* BEGIN DATASET EXTRACT *

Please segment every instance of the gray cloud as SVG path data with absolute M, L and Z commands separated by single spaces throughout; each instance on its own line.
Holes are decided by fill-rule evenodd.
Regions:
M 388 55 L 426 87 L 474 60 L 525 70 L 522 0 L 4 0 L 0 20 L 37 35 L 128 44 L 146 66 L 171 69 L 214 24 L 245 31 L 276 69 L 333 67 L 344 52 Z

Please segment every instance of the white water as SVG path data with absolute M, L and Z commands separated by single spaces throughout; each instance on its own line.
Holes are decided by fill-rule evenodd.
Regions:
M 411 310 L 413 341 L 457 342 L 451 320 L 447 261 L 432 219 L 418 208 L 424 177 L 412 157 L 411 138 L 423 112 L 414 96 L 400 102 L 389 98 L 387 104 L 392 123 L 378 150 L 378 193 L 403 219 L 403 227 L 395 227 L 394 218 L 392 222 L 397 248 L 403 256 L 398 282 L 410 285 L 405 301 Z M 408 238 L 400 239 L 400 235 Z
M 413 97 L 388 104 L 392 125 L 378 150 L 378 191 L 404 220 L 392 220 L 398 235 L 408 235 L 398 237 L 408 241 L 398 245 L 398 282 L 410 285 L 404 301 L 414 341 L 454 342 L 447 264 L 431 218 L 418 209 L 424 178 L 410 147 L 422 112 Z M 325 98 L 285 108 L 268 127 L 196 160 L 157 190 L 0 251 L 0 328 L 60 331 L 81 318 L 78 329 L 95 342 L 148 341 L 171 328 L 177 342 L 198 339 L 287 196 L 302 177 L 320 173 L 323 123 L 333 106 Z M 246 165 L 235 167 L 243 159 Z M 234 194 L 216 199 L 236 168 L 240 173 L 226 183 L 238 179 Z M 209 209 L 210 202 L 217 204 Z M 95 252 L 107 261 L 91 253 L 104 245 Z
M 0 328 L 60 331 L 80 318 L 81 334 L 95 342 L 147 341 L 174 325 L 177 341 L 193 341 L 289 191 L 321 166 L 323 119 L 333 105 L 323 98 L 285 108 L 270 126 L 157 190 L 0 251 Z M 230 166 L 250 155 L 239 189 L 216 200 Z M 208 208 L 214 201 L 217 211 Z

* END DATASET EXTRACT *

[WORK TO DO] Please rewrite all of the lines above, replacing "Regions" with "Outlines" wherever it appears and leaving everything else unchanged.

[EXERCISE OUTPUT]
Please segment every instance of the gray cloud as SVG path data with absolute M, L and Z commands separated by single spaces throughout; each instance on its own line.
Holes are decided by fill-rule evenodd.
Outlines:
M 388 55 L 426 87 L 474 60 L 525 70 L 522 0 L 4 0 L 0 20 L 37 35 L 128 44 L 146 66 L 171 69 L 214 24 L 245 31 L 276 69 L 333 67 L 344 52 Z

Please segment every instance of the white water as SVG path data with absolute M, L and Z commands separated by single spaces throughout; each instance on its own line.
Holes are decided by fill-rule evenodd.
Outlines:
M 411 310 L 413 341 L 457 342 L 451 320 L 447 261 L 432 219 L 418 208 L 424 177 L 412 157 L 411 138 L 423 112 L 414 96 L 400 102 L 389 98 L 387 104 L 392 123 L 378 150 L 378 193 L 403 219 L 403 227 L 395 227 L 394 218 L 392 222 L 397 248 L 403 256 L 398 282 L 410 285 L 405 301 Z M 408 238 L 400 239 L 400 235 Z
M 413 97 L 388 104 L 392 125 L 378 150 L 378 191 L 404 220 L 392 220 L 398 235 L 408 235 L 398 237 L 408 241 L 398 245 L 398 282 L 410 285 L 404 301 L 414 341 L 454 342 L 447 264 L 431 218 L 418 209 L 424 178 L 410 147 L 422 112 Z M 325 98 L 285 108 L 268 127 L 196 160 L 157 190 L 0 251 L 0 328 L 60 331 L 81 318 L 78 329 L 95 342 L 148 341 L 171 328 L 177 342 L 198 339 L 287 196 L 302 177 L 320 173 L 323 123 L 333 106 Z M 246 165 L 235 167 L 243 159 Z M 234 194 L 216 199 L 236 168 L 240 173 L 226 183 L 238 179 Z M 209 209 L 210 202 L 217 204 Z M 95 252 L 107 261 L 91 253 L 104 245 Z
M 0 328 L 60 331 L 80 318 L 81 334 L 95 342 L 147 341 L 174 325 L 177 341 L 193 341 L 289 191 L 321 166 L 323 119 L 333 105 L 323 98 L 285 108 L 270 126 L 157 190 L 0 251 Z M 230 166 L 250 155 L 239 189 L 216 200 Z M 208 208 L 214 201 L 217 211 Z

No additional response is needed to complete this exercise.